Medicare, Food Stamps, and Rationing
By David Henderson
Bryan raises a good question:
Is it “government rationing of food” if you can’t buy cigarettes with food stamps?
The answer is no. What makes health care different is the current system of price controls imposed by, wait for it, Ronald Reagan.
Just before I became the health economist with Reagan’s Council of Economic Advisers, the final steps were being taken to implement DRGs for paying hospitals under Medicare. DRG stands for Diagnosis Related Groups. The idea was to get out of cost-based reimbursement, which gave an incentive to have high costs, and replace it with a system of prices. That made sense. But what made it a system of price controls was that the government, along with DRGs, made it illegal for hospitals to charge even a penny more than the price the government came up with.
Then, a year or two after I left the Council, the Reagan administration took the next step of imposing price controls on doctors under Medicare. Doctors were no longer allowed to do what was variously called “extra bill” or “balance bill.” They couldn’t charge even a penny more than Medicare paid. That’s what made it a system of price controls. Moreover, under later regulations, if a doctor takes even one Medicare patient, then he has to charge Medicare rates to all his Medicare patients even if those patients would rather ensure access by paying the whole bill (Medicare plus a doctor’s additional charge) out of their own pocket. It is this system of price controls that is causing many doctors to take no Medicare patients.

[Extracted material]
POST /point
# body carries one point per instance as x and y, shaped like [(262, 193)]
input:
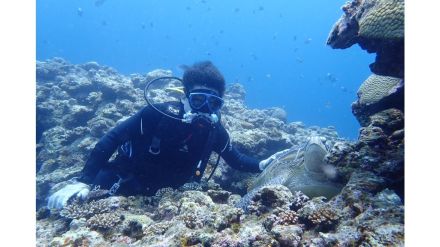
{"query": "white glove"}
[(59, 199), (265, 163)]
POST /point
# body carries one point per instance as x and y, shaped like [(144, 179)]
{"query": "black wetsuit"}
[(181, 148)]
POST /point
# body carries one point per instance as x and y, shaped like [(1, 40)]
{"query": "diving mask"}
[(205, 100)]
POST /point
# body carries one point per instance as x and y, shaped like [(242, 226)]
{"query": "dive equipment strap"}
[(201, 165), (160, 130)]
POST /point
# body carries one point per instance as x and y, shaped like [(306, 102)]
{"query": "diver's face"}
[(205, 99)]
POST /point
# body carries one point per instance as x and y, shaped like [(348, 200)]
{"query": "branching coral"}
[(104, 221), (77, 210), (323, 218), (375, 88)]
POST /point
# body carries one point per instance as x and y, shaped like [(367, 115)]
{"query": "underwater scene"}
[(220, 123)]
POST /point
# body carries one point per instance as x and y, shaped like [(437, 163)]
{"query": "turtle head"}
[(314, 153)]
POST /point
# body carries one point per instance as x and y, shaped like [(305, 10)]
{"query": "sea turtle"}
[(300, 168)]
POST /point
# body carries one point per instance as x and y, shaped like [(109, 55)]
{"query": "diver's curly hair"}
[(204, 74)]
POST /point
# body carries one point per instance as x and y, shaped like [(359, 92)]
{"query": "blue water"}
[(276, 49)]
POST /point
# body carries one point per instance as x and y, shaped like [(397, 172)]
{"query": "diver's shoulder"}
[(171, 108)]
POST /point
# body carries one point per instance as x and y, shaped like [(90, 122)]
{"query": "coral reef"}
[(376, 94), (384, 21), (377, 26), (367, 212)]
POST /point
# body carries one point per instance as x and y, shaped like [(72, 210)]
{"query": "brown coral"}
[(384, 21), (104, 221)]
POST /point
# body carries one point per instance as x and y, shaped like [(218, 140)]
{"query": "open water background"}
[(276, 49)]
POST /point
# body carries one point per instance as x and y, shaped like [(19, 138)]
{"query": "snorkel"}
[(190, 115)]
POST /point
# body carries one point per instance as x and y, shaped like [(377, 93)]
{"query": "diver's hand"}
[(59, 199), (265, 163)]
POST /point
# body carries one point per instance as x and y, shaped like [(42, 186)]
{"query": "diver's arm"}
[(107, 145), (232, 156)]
==
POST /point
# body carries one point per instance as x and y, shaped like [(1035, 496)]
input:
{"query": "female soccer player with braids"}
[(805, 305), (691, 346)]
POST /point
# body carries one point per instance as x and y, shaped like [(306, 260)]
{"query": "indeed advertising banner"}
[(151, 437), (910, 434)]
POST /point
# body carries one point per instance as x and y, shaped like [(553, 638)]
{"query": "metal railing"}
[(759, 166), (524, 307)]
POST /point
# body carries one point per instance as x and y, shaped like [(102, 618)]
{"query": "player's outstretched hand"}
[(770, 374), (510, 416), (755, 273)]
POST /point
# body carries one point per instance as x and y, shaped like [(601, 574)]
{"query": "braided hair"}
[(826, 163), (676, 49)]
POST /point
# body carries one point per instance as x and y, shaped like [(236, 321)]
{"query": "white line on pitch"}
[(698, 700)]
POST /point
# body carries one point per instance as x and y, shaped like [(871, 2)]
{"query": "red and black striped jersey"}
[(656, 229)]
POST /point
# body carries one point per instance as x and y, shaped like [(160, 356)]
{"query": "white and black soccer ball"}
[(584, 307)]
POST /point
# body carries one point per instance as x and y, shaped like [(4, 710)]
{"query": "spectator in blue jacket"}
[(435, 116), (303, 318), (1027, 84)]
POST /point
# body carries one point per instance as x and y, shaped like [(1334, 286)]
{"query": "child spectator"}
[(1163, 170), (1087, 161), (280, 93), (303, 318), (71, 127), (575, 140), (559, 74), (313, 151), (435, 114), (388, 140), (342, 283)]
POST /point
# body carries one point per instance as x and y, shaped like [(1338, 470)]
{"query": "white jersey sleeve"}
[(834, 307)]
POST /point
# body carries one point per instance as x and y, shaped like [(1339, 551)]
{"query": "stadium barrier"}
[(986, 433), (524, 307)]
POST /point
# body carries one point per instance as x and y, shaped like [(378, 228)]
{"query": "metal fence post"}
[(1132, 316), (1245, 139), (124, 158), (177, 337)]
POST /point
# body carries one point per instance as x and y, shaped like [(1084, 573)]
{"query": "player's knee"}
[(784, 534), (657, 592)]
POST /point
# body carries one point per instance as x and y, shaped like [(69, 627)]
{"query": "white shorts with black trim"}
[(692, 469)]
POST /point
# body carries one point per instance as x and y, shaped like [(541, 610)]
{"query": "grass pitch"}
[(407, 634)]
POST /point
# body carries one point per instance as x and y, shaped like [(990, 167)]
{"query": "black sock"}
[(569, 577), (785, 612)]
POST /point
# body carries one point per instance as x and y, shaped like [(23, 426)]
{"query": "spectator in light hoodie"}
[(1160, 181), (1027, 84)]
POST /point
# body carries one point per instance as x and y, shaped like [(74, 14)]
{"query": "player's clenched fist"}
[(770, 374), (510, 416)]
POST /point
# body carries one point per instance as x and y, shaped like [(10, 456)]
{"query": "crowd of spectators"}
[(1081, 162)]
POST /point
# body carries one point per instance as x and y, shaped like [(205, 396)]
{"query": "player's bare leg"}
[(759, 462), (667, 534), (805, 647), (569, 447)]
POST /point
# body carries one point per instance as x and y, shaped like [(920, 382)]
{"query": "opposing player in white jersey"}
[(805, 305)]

[Task 1]
In the post on Medicare price controls above, how would you translate "That’s what made it a system of price controls." into Spanish?
[Task 2]
Could you set down the passage of the post on Medicare price controls starting with "Then, a year" and going on through "no Medicare patients.", word for word?

[Your response 1]
Eso es lo que lo convirtió en un sistema de controles de precios.

[Your response 2]
Then, a year or two after I left the Council, the Reagan administration took the next step of imposing price controls on doctors under Medicare. Doctors were no longer allowed to do what was variously called “extra bill” or “balance bill.” They couldn’t charge even a penny more than Medicare paid. That’s what made it a system of price controls. Moreover, under later regulations, if a doctor takes even one Medicare patient, then he has to charge Medicare rates to all his Medicare patients even if those patients would rather ensure access by paying the whole bill (Medicare plus a doctor’s additional charge) out of their own pocket. It is this system of price controls that is causing many doctors to take no Medicare patients.